Starting at the line containing "Locate the mirror" and ending at the end of the material, can you rewrite those lines with "mud flap" changed to "splash guard" and nothing else altered? Leave the pictures out of your answer.
## BEGIN ROWS
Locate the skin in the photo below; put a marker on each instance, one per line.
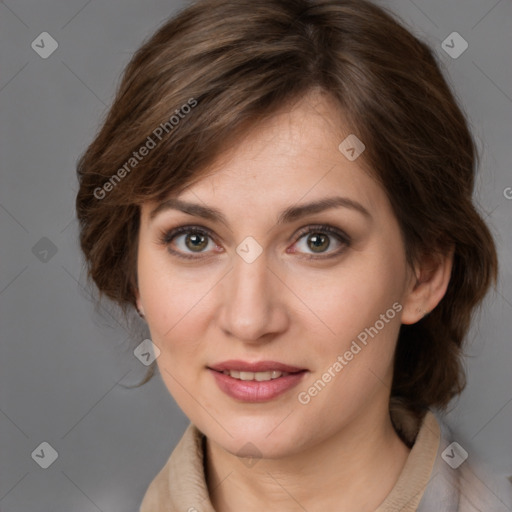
(285, 307)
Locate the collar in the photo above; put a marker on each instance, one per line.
(181, 486)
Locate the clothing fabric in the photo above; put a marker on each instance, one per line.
(433, 479)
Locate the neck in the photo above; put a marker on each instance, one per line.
(354, 469)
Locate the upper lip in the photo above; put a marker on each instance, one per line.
(260, 366)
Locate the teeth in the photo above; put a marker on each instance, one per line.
(258, 376)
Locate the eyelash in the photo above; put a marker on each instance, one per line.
(166, 237)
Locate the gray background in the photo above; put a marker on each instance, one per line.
(63, 364)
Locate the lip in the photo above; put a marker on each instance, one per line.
(260, 366)
(252, 390)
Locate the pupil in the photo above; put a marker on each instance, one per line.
(318, 241)
(197, 241)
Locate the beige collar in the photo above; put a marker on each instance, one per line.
(181, 485)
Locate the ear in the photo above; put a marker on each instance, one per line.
(138, 302)
(427, 285)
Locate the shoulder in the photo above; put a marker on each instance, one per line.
(460, 482)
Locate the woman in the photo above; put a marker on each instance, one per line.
(282, 189)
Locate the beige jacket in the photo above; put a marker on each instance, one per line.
(427, 482)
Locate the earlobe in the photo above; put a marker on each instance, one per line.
(139, 306)
(428, 286)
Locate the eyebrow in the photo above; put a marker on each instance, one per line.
(290, 214)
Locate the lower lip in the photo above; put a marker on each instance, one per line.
(256, 391)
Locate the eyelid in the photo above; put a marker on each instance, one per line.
(168, 235)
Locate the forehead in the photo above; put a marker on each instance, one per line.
(290, 157)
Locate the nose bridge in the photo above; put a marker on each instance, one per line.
(250, 301)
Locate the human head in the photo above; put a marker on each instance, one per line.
(237, 63)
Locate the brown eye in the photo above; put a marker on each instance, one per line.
(318, 239)
(184, 241)
(318, 242)
(196, 242)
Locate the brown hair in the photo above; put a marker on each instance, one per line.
(233, 62)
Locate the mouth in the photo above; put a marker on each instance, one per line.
(256, 382)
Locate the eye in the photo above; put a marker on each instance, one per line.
(188, 239)
(319, 238)
(191, 242)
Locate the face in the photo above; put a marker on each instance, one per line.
(254, 277)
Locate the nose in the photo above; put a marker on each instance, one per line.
(252, 302)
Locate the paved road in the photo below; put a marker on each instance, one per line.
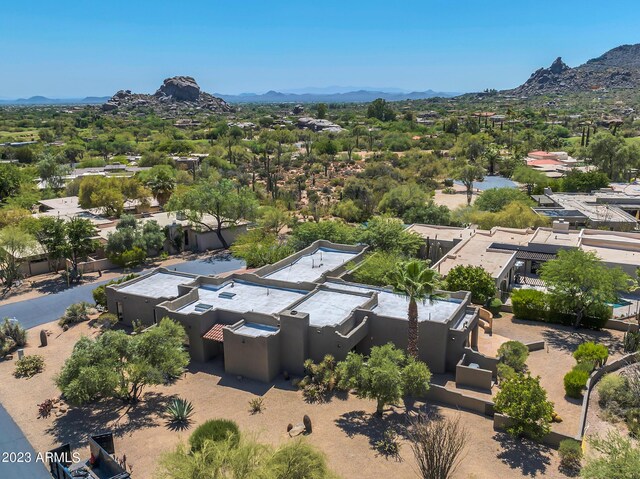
(44, 309)
(12, 440)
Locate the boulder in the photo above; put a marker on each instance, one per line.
(179, 88)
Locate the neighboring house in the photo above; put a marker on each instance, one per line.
(273, 319)
(514, 256)
(605, 208)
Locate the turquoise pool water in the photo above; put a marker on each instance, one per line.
(620, 304)
(491, 182)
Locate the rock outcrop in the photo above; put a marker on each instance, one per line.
(618, 68)
(176, 96)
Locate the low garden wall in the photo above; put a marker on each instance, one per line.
(620, 325)
(501, 422)
(595, 377)
(446, 396)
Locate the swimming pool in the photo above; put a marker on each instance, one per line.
(620, 304)
(492, 182)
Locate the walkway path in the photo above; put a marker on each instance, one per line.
(44, 309)
(47, 308)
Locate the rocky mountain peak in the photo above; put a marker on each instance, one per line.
(617, 68)
(177, 95)
(179, 88)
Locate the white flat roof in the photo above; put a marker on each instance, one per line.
(311, 267)
(242, 297)
(394, 305)
(158, 285)
(330, 308)
(256, 330)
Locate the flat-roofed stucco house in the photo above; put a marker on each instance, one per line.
(273, 319)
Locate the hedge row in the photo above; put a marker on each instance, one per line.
(537, 305)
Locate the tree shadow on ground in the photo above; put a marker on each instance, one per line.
(112, 415)
(567, 338)
(373, 427)
(531, 458)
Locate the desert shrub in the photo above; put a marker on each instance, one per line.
(514, 354)
(389, 444)
(107, 321)
(76, 313)
(256, 405)
(574, 382)
(595, 317)
(505, 372)
(29, 366)
(632, 418)
(570, 452)
(45, 408)
(494, 306)
(631, 342)
(524, 400)
(589, 351)
(130, 258)
(215, 430)
(529, 304)
(100, 293)
(611, 389)
(586, 366)
(474, 279)
(12, 329)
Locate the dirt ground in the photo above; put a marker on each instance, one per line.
(52, 283)
(343, 428)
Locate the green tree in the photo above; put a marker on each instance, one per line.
(51, 171)
(529, 177)
(495, 199)
(613, 156)
(474, 279)
(430, 214)
(403, 198)
(418, 282)
(515, 215)
(617, 458)
(467, 175)
(161, 180)
(380, 110)
(525, 402)
(222, 200)
(79, 244)
(14, 245)
(119, 365)
(321, 109)
(578, 282)
(51, 235)
(386, 376)
(389, 234)
(377, 268)
(305, 234)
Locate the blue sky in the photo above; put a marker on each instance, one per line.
(67, 48)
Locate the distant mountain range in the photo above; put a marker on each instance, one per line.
(358, 96)
(313, 95)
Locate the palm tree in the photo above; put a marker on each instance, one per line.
(417, 281)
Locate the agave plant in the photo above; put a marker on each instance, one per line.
(179, 411)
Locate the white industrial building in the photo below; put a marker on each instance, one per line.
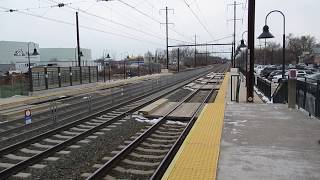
(65, 57)
(14, 56)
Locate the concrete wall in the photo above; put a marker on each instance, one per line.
(64, 54)
(12, 52)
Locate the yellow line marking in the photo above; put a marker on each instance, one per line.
(198, 156)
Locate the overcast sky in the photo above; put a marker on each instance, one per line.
(119, 29)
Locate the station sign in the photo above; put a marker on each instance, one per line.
(28, 116)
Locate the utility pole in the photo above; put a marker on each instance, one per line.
(167, 35)
(178, 54)
(206, 55)
(251, 26)
(78, 47)
(195, 50)
(235, 4)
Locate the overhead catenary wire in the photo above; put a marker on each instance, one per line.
(152, 18)
(82, 26)
(120, 24)
(199, 20)
(113, 22)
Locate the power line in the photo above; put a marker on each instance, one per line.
(82, 26)
(126, 26)
(197, 17)
(150, 17)
(111, 21)
(226, 37)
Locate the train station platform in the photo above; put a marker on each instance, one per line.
(44, 95)
(248, 142)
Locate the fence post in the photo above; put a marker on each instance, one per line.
(97, 73)
(59, 76)
(89, 74)
(46, 77)
(70, 73)
(104, 72)
(317, 103)
(80, 68)
(305, 93)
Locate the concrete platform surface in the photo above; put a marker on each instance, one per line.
(197, 158)
(269, 141)
(38, 96)
(153, 106)
(183, 112)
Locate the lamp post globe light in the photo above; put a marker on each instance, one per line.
(266, 35)
(35, 53)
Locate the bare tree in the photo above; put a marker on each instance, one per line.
(297, 45)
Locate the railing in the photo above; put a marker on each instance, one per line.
(264, 86)
(11, 85)
(308, 96)
(54, 77)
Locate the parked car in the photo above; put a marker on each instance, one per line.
(267, 70)
(258, 69)
(274, 73)
(313, 78)
(278, 78)
(301, 74)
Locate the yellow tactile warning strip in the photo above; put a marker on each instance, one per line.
(198, 156)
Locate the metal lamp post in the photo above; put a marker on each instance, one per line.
(109, 65)
(243, 45)
(266, 35)
(35, 53)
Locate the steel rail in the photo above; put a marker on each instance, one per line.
(107, 167)
(174, 149)
(65, 115)
(23, 164)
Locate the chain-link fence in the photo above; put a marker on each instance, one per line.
(308, 96)
(54, 77)
(15, 84)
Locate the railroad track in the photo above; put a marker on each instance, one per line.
(23, 132)
(15, 158)
(147, 155)
(74, 105)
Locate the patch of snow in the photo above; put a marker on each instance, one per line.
(176, 122)
(143, 119)
(264, 98)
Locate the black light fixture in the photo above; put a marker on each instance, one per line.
(242, 44)
(35, 52)
(266, 33)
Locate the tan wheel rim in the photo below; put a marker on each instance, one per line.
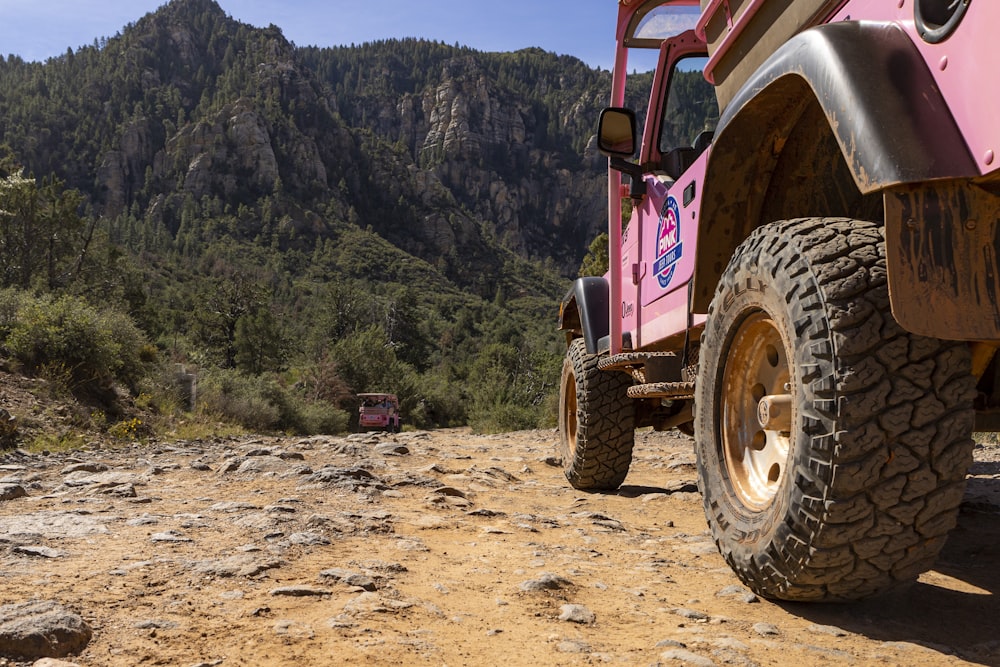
(756, 411)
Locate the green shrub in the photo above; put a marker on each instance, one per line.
(261, 403)
(91, 347)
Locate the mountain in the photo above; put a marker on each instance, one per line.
(444, 151)
(407, 211)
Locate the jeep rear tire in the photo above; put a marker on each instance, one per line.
(832, 445)
(596, 422)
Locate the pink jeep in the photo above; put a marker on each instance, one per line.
(379, 411)
(807, 278)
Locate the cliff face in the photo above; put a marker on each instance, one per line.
(454, 155)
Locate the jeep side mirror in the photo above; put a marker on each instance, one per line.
(616, 133)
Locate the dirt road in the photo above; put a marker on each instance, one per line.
(440, 548)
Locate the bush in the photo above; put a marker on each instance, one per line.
(92, 347)
(261, 403)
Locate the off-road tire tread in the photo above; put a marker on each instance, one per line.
(888, 417)
(605, 430)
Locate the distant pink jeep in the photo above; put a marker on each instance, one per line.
(379, 411)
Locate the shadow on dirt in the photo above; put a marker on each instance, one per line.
(953, 609)
(628, 491)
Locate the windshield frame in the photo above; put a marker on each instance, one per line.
(658, 21)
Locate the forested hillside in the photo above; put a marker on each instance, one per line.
(300, 224)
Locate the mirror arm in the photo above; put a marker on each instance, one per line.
(637, 190)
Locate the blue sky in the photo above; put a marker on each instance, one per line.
(583, 28)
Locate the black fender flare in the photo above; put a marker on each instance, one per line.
(882, 104)
(585, 311)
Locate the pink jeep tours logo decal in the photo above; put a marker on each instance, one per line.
(668, 242)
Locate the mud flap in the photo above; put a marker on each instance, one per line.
(943, 258)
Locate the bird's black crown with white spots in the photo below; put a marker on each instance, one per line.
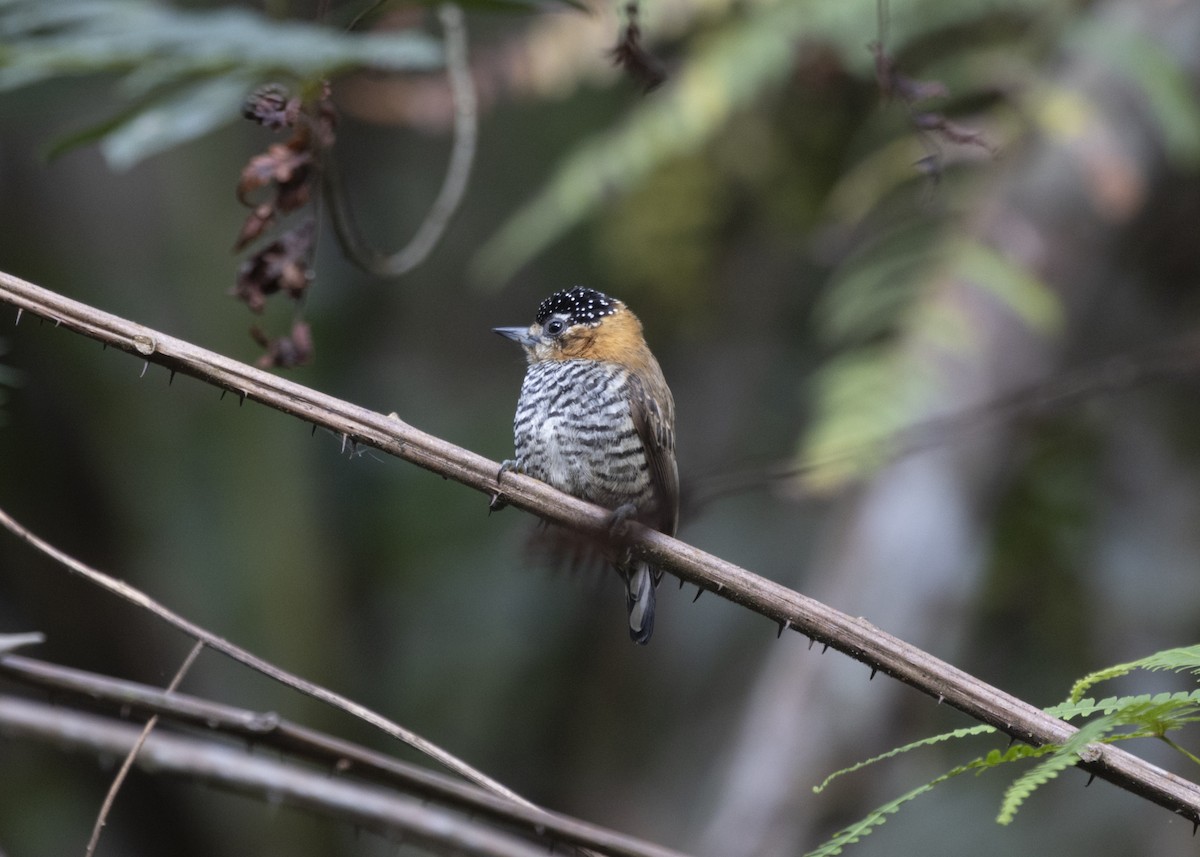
## END ROWS
» **FINAL RESULT**:
Locate the mirror arm in the photo above; put a marker on each instance, one per line.
(637, 190)
Locate the blue sky in the photo above; put a marker on each instance, one per line.
(583, 28)
Locate the black fender flare in the photo above; put a marker on each instance, one per line.
(882, 104)
(585, 311)
Locate the pink jeep tours logo decal in the photo above; put a marker on each instance, one per line.
(668, 242)
Locate the splash guard in the photo above; put a marker on each instance, one per line.
(943, 258)
Locate the bird's black crown with white spots in the photo below; put a marker on each instance, one per line.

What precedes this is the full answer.